SET EXERCISE: Reproduce all of the material below, swapping each occurrence of "outline" for "contour". Leave everything else unchanged.
%%
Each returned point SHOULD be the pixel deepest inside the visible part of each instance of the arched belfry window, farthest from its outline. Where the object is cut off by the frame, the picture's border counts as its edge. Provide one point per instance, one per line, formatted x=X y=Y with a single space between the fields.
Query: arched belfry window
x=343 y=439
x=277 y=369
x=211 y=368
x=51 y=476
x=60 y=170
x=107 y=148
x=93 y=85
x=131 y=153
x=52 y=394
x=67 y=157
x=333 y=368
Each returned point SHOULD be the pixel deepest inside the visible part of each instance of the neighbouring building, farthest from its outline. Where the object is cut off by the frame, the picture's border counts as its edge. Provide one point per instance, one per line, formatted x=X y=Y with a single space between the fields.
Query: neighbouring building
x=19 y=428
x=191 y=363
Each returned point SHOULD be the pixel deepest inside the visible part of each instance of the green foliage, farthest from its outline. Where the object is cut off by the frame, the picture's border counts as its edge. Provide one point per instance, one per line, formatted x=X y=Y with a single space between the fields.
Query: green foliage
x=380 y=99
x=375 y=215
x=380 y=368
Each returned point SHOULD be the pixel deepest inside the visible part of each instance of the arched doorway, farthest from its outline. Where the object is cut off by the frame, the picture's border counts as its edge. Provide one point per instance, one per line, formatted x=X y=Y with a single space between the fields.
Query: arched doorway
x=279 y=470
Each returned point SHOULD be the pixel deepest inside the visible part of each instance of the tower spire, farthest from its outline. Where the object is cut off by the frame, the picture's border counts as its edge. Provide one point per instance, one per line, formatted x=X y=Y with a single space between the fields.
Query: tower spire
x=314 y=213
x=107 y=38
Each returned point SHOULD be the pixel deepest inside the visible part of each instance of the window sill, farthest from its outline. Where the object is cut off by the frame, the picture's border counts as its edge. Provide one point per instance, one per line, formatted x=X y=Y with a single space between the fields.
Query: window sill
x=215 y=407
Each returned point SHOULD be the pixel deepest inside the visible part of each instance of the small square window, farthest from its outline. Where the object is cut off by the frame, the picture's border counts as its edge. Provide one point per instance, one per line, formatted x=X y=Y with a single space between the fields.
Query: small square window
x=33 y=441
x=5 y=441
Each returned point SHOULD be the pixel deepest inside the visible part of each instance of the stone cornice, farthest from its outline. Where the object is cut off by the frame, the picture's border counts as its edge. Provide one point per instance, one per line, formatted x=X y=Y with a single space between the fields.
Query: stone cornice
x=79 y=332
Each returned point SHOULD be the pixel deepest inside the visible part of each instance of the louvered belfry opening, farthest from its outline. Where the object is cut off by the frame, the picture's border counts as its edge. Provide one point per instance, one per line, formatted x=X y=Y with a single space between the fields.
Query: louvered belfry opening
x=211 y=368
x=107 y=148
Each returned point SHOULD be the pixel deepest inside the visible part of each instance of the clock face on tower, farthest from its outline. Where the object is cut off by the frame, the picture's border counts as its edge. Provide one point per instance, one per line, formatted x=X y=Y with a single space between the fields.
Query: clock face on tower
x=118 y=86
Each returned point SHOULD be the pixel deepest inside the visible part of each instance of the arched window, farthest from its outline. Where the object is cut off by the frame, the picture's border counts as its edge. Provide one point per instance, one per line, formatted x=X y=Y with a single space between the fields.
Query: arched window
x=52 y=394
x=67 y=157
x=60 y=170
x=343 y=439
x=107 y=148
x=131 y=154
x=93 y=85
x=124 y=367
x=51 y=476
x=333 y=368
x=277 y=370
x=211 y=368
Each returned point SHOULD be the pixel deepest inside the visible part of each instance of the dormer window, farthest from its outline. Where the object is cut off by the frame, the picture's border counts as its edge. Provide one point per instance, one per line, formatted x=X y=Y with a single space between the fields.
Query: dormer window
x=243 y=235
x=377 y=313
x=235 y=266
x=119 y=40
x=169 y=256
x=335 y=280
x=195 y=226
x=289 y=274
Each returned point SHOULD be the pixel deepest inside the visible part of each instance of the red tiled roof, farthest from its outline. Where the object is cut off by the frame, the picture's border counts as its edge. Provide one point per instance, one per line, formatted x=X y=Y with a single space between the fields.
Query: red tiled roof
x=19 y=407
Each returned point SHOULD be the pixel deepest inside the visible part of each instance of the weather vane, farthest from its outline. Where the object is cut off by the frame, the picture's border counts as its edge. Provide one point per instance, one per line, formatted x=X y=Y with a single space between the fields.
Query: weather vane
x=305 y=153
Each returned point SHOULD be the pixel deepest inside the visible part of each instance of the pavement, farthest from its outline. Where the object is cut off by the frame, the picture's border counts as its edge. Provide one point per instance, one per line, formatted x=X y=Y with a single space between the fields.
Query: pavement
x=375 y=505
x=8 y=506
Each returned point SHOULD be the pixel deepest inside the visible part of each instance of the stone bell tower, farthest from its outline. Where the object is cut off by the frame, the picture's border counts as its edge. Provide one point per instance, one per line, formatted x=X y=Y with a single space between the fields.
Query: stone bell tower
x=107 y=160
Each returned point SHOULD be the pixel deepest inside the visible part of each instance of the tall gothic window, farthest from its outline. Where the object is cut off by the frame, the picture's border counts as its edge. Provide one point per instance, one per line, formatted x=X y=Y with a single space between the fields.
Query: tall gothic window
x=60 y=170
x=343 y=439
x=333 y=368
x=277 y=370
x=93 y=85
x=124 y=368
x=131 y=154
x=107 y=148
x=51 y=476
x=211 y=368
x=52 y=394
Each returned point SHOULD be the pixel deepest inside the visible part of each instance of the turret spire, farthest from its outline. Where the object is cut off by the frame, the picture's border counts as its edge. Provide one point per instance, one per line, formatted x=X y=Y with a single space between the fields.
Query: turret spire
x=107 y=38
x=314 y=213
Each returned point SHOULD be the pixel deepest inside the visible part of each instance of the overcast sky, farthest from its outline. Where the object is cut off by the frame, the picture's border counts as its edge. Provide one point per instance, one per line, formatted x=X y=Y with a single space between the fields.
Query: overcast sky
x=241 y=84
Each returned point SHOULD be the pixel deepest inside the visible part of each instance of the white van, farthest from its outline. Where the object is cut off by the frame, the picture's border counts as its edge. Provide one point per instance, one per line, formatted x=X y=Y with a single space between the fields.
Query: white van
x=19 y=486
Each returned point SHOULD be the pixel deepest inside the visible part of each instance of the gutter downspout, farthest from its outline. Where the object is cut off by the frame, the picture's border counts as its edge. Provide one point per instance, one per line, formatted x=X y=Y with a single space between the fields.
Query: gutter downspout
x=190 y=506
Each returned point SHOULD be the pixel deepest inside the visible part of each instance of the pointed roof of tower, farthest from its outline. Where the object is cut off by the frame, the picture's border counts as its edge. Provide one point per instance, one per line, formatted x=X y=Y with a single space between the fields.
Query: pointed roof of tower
%%
ANSWER BELOW:
Each returned point SHOULD be the pixel deepest inside the visible part of each instance of the arched belfry window, farthest from its contour. Where the object is cut off by the frame, the picture's border counts as its edge. Provide one point per instance, one per line, formatted x=X y=Y with a single space between the fields.
Query: arched belfry window
x=343 y=439
x=277 y=369
x=211 y=368
x=51 y=476
x=60 y=170
x=107 y=148
x=93 y=85
x=131 y=153
x=52 y=394
x=67 y=157
x=333 y=368
Each returned point SHOULD be the pixel deepest inside the visible part of each instance of the neighbouring building, farthest from its contour. Where the object is cut off by the frame, the picture's border counts as its edge. Provide one point per instance, one per line, formatted x=X y=Y with a single space between the fields.
Query: neighbouring building
x=19 y=428
x=191 y=363
Each returned point SHOULD be the pixel deepest inside the visible part of each instance of the green foliage, farthest from its contour. Where the object is cut off by the frame, the picture's border counts as its edge. Provide one point per instance, one per line, formatted x=X y=Y with a single space between the fields.
Query: green foliage
x=380 y=99
x=375 y=215
x=380 y=368
Each returned point SHOULD be the pixel deepest inside the visible part of each instance of the arched doorway, farthest from its contour. Where the object is cut off by the frame, the picture's border counts as its edge. Provide one point per instance, one per line, formatted x=X y=Y with a single space between the fields.
Query: arched doorway
x=279 y=470
Each returned point SHOULD be the pixel deepest inside the visible part of each instance of the tower spire, farthest from its contour. Where the object is cut off by the frame, the picture's border counts as its edge. Provide one point per instance, one per line, formatted x=X y=Y with a single space between the fields.
Query: tower spire
x=314 y=213
x=107 y=38
Each returned point SHOULD be the pixel deepest inside the visible part of each instance of the window sill, farthest from its contour. Where the object is cut off by the frame, the picture's border counts as its edge. Provide one point per instance, one per line, formatted x=X y=Y with a single space between the fields.
Query: window sill
x=215 y=407
Each returned point SHOULD be the pixel deepest inside the visible part of each instance of the small square window, farthest from its contour. Where the object is cut off by the frame, the picture's border counts as its edge. Provide one point per instance, one per line, formatted x=X y=Y with a single space between the fields.
Query: small square window
x=33 y=441
x=5 y=441
Each returned point SHOULD be the pixel deepest inside the visible part of each instance of the stone cornice, farthest from its contour. Where the object is cut off by the frame, the picture's border counts as its edge. Provide one point per instance, one per line, formatted x=X y=Y with a single space between the fields.
Query: stone cornice
x=79 y=332
Each returned point SHOULD be the pixel deepest inside the visible part of each instance of the louvered belfry opening, farthest from its contour. Where the object is cut off by the frame, the picture's border counts as its edge. Provide one point per instance, one per line, formatted x=X y=Y with a single space between the fields.
Query: louvered belfry opening
x=211 y=368
x=107 y=148
Each returned point SHOULD be the pixel deepest inside the visible part of each instance of the clock face on tower, farthest from its contour. Where the object is cut off by the frame, the picture's border counts as its edge. Provide one point per instance, one per line, formatted x=X y=Y with a single space between the fields.
Query: clock face on tower
x=118 y=86
Each returned point SHOULD be the pixel deepest inside the visible part of each instance of the arched window, farthest from its contour. Where the object is cut off by the frame, the picture's border counts as its edge. Provide one point per instance, one per line, formatted x=X y=Y with a single space between the fields.
Query: arched window
x=52 y=394
x=67 y=157
x=60 y=170
x=343 y=439
x=107 y=148
x=131 y=154
x=93 y=85
x=124 y=367
x=51 y=476
x=333 y=368
x=277 y=370
x=211 y=368
Each returned point SHOULD be the pixel deepest inside the visible part of each instance of the dormer window, farthest from its contour. Where the object is cut off by the frame, the picture's border counts as its edge. Provide one point per instance, one per line, formatted x=X y=Y with a single space between the fields.
Query: dormer window
x=243 y=235
x=377 y=313
x=235 y=266
x=119 y=40
x=169 y=256
x=335 y=280
x=195 y=226
x=289 y=274
Each returned point SHOULD be the pixel deepest inside the visible part of each instance of the red tiled roof, farthest from its contour. Where the object is cut off by the frame, the picture's border counts as its edge. Provide one point per instance, one per line, formatted x=X y=Y with a single space between the fields.
Query: red tiled roof
x=19 y=407
Each returned point SHOULD be the pixel deepest inside the visible part of each instance of the weather vane, farthest from its contour. Where the object is cut off by the frame, the picture's border counts as its edge. Provide one point per instance, one per line, formatted x=X y=Y with a single space between the fields.
Query: weather vane
x=305 y=153
Each returned point SHOULD be the pixel deepest inside the visible part of each instance of the pavement, farthest from its contour. Where the object is cut off by the frame, the picture's border counts as its edge. Provide one point per instance, one per line, formatted x=X y=Y with a single space between the fields.
Query: pavement
x=375 y=505
x=8 y=506
Each returned point SHOULD be the pixel deepest inside the visible part of each instance of the stone bell tower, farthest from its contour. Where the object is cut off by the frame, the picture's border counts as its edge. Provide one point per instance, one per line, formatted x=X y=Y with a single space between the fields.
Query: stone bell tower
x=107 y=160
Each returned point SHOULD be the pixel deepest inside the visible part of each instance of the tall gothic window, farthest from its contour. Where the object is cut off by the frame, the picture's border counts as its edge. Provide one point per instance, one per line, formatted x=X y=Y with a single space between the fields.
Query: tall gothic window
x=60 y=170
x=343 y=439
x=333 y=368
x=277 y=370
x=93 y=85
x=124 y=368
x=131 y=154
x=107 y=148
x=51 y=476
x=211 y=368
x=52 y=394
Each returned point SHOULD be the pixel deepest inside the visible part of each instance of the turret spire, farthest from its contour. Where the object is cut off by the frame, the picture's border counts as its edge. Provide one point per instance, one per line, formatted x=X y=Y with a single space between the fields.
Query: turret spire
x=107 y=38
x=314 y=213
Each returned point SHOULD be the pixel deepest inside the visible part of each instance of the overcast sky, farthest from its contour. Where the object is cut off by the frame, the picture's border counts as its edge. Provide one point per instance, one per line, formatted x=X y=Y with a single space between the fields.
Query: overcast sky
x=241 y=84
Each returned point SHOULD be the pixel deepest inside the visible part of each instance of the white van, farthest from its contour. Where the object is cut off by the frame, the picture's border counts as its edge. Provide one point per instance, one per line, formatted x=X y=Y with a single space between the fields.
Query: white van
x=19 y=486
Each returned point SHOULD be the pixel deepest inside the visible part of each instance of the gutter downspout, farthest from its contour. Where the object is cut off by the frame, the picture's border counts as its edge. Provide one point per instance, one per line, formatted x=X y=Y with a single space between the fields.
Query: gutter downspout
x=190 y=506
Each returned point SHOULD be the pixel deepest inside the visible part of each instance of the pointed roof of tower, farthest from its contour. Where the object is cut off by the frame, the picture's border counts as its edge. Provide one point per instance, one per line, formatted x=X y=Y with a single space between the fields.
Query: pointed roof of tower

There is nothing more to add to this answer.